Task —
The answer should be a faithful retyping of the records that follow, pictures excluded.
##### Recorded data #####
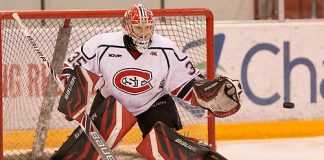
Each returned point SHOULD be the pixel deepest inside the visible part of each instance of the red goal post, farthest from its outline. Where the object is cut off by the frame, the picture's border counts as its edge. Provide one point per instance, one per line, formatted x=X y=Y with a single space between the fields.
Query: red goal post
x=29 y=101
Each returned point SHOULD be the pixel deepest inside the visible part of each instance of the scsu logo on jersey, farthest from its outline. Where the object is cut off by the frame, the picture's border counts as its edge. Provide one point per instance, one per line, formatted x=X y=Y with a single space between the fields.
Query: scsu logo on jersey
x=133 y=80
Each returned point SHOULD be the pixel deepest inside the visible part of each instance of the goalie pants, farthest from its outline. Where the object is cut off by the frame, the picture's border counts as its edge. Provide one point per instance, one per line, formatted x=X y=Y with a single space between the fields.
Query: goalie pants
x=164 y=110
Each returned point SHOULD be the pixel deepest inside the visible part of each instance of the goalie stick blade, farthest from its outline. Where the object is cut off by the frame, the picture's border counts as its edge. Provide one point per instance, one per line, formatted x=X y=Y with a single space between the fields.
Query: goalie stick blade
x=75 y=96
x=164 y=143
x=107 y=119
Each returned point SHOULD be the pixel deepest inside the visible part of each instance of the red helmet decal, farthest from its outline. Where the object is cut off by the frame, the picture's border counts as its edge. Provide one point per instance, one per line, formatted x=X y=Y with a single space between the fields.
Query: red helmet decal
x=133 y=80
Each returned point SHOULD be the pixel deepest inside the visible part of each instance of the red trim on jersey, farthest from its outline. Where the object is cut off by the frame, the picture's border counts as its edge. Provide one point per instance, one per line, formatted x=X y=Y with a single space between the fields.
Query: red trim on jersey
x=176 y=91
x=188 y=96
x=135 y=54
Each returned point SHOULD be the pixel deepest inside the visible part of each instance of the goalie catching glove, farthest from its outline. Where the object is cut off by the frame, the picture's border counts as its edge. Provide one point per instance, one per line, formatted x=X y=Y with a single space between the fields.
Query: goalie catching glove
x=221 y=96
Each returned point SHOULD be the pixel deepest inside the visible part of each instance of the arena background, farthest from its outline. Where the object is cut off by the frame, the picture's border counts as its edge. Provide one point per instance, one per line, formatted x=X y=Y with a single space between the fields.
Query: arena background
x=274 y=47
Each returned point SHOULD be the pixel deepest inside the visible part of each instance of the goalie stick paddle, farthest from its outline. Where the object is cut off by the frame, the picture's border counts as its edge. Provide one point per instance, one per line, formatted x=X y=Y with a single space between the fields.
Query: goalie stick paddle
x=85 y=122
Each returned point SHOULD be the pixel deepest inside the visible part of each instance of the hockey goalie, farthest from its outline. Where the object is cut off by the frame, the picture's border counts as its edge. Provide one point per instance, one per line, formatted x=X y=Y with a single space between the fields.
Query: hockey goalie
x=142 y=70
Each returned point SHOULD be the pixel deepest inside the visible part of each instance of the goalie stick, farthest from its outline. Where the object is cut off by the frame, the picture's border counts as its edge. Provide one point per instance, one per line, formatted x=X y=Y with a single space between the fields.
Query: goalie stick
x=88 y=127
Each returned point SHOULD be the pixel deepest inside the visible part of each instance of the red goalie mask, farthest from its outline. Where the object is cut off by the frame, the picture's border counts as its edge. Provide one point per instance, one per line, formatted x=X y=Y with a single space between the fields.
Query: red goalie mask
x=138 y=24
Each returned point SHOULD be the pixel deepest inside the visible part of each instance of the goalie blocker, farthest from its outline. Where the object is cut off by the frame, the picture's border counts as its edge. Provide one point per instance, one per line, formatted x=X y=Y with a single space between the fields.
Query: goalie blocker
x=164 y=143
x=221 y=96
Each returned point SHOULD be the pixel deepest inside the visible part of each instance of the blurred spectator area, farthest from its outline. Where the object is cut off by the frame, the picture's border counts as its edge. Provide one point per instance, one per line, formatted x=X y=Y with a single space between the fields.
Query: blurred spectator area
x=293 y=9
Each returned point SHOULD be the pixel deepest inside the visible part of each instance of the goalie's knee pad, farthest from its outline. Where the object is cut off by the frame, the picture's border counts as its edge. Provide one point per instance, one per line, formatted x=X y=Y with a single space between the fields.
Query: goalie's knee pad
x=112 y=120
x=163 y=142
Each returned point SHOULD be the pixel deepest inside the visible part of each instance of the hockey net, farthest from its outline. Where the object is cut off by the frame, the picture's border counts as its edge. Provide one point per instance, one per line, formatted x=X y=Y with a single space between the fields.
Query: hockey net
x=30 y=120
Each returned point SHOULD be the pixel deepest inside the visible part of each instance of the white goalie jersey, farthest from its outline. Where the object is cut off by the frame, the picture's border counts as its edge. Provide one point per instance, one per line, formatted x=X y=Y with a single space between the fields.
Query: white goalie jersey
x=135 y=81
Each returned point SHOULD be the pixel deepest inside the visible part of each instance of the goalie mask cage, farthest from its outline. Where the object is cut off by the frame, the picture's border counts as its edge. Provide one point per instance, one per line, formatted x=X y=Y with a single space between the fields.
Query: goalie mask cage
x=30 y=123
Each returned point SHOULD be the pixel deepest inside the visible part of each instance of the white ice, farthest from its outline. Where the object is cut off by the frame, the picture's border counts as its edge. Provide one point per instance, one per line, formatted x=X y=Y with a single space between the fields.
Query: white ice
x=273 y=149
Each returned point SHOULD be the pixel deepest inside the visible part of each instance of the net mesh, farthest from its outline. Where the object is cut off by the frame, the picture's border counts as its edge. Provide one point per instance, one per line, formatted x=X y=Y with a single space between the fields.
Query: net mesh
x=25 y=78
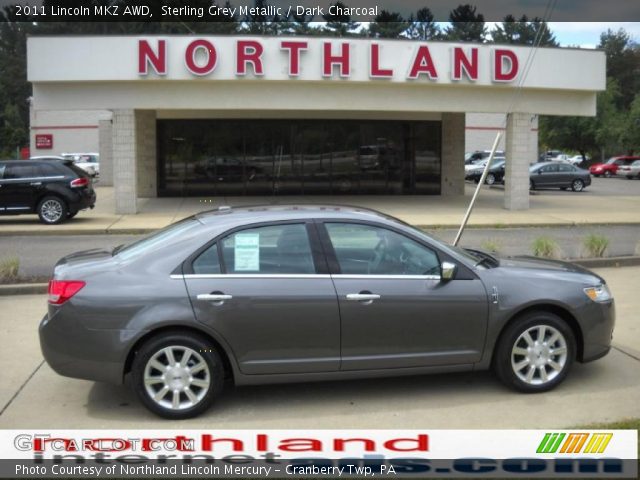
#####
Written answer —
Each returned point SHOULD be the pixel deepest inside the visible part of each instance of the red goal post, farthest from its outline. Where the object is cut off by the frame, the picture's border counts as its edge. Provide one point per instance, one per line, formatted x=X y=Y with a single space between the fields.
Query: red goal post
x=29 y=101
Each returned point SHOULD be the pixel deepest inside the visible part of each instance of the scsu logo on jersey, farthest from its outline. Where the object is cut off by the frame, the picture's border counts as its edge. Provide one point per instance, one per line, formatted x=X y=Y with a single space between the fields.
Query: scsu logo on jersey
x=133 y=80
Each returned point SHOULD be the pixel deepest inside the visible part of each instance of the goalie pants, farthest from its outline. Where the object is cut off by the frame, the picture's border counts as its edge. Provide one point per instance, one per line, formatted x=X y=Y with a single space between the fields.
Query: goalie pants
x=164 y=110
Each returned point SHOULD be the pixel deepest inside the visible part of each instance of the goalie stick blade, farthest from its outline. Where the object is cut off by the frame, the picture's border counts as its edge. Provide one point per instance, one per line, formatted x=X y=Y with a single space between the fields.
Query: goalie stick blade
x=75 y=96
x=164 y=143
x=107 y=119
Each returned point SHOULD be the pixel deepest inside the visible part of each instance of the red helmet decal, farthest from its outline. Where the object is cut off by the frame, the picture's border counts as its edge. Provide one point per instance, one per line, formatted x=X y=Y with a single space between the fields.
Query: red helmet decal
x=133 y=80
Each returned point SHOULD be the pixel deepest inside the visible part of each instance of the red trim on jersey, farthest from its outline. Where the object is cut off by the frame, the picture's border counts as its edge. Provide one point per instance, one per line, formatted x=X y=Y with a single space between the fields.
Query: red trim on jersey
x=176 y=91
x=188 y=96
x=135 y=54
Each returned point SHOULD be the pixel deepest inside the visible part of each instance of the goalie catching glove, farthest from its outline. Where the object is cut off by the frame, the picture's border counts as its edge. Provide one point per instance, one per line, formatted x=X y=Y with a single space between the fields.
Query: goalie catching glove
x=221 y=96
Each returned point SHOULD be the pixel deepest inside the visible part of each instance of the arena background, farthest from its outline. Where the object is cut off by the frame, the picture's border counts as its edge. Provide one point per instance, one per line, formatted x=X y=Y with a single space between the fields.
Query: arena background
x=274 y=47
Each returned point SHOULD be the pixel deepest inside the visible part of each instance of the goalie stick paddle, farthest from its outline. Where the object is cut off by the frame, the picture's border counts as its edge. Provide one point per instance, one per line, formatted x=X y=Y with a single space between the fields.
Query: goalie stick paddle
x=85 y=122
Each returned point SHOULD be the pixel deepest inside the visible part of each instance of the hockey goalie, farthest from its outline. Where the object is cut off by the frame, the picture's border counts as its edge. Provide one point per instance, one per line, formatted x=X y=Y with a single space between the fields.
Query: hockey goalie
x=142 y=70
Each returned point SHOULD be the pixel deepest inside the visible part of each instance of the goalie stick, farthest from its outline. Where the object is cut off by the frame, the picture's border counts as its edge. Provide one point per instance, one per line, formatted x=X y=Y with a single space between the fields.
Query: goalie stick
x=88 y=127
Each returned point SHOULD be the pixel deepest inside the visible part of each instance of the red goalie mask, farthest from its outline. Where the object is cut off by the frame, the picture's border counts as its edge. Provide one point per instance, one per line, formatted x=X y=Y with a single space between the fields.
Query: red goalie mask
x=138 y=24
Each returned point SHOULD be the pixel deepest inside the visible part of each instance of the goalie blocker, farthest from its outline. Where the object is cut off by the frame, the picture's border counts as its edge. Provide one point per instance, one per line, formatted x=X y=Y with a single space between the fields.
Query: goalie blocker
x=164 y=143
x=221 y=96
Each returned point SHOULD be the pixel deepest inside the visible part of each instance of the blurred spectator area, farthest from its outline. Where the object is cut off by the frame, the picture's border counts as its edge. Provide one point per instance, one per line, formatted x=X y=Y with a single space between the fields.
Query: blurred spectator area
x=293 y=9
Each returned point SHOULD be the pixel deepest inside the visible part of each instance of the goalie's knee pad, farthest from its outline. Where the object is cut off by the frame, the picture's border counts as its edge. Provide one point per instance, one per line, formatted x=X y=Y with a single space between the fields.
Query: goalie's knee pad
x=112 y=120
x=163 y=142
Each returned point SHOULD be the pixel deepest inside the visible part of each instance of the hockey net, farthest from its outline. Where the object is cut off by the frame, the picture's border counts as its edge. Provide one point per instance, one per line, formatted x=X y=Y with a single space between the fields.
Query: hockey net
x=30 y=120
Each returned point SHOULD be the pixel deepest inside the visible part of each instance of the white goalie jersey, farthest from its outline. Where the object is cut off by the frame, the picture's border counts as its edge. Provide one point per instance, one per line, formatted x=X y=Y with a single space between the fields.
Query: white goalie jersey
x=135 y=81
Each returned point SHOULD be the pixel deepest inside the visible part of each instance of the goalie mask cage, farthest from its outline. Where the object is cut off by the frame, the picture's border counts as its edge. Provide one point per instance, one per line, formatted x=X y=Y with a single space between the fields.
Query: goalie mask cage
x=30 y=123
Each returned point SHOULD be the pixel deepest inside the visible part of each instance of the white ice, farthest from its outline. Where the object is cut off by the frame, the picture's border counts as its edge. Provide one point per instance, one per line, formatted x=X y=Y with a single space between the fields.
Query: white ice
x=273 y=149
Each returned point SHOULD be the pixel deepest inside the visible part of each instance of the net mesh, farthest from its outline. Where the object is cut off by the frame, the picture's border counts as its edge. Provide one point per instance, one per line, formatted x=X y=Y with a single space between the fields.
Query: net mesh
x=25 y=78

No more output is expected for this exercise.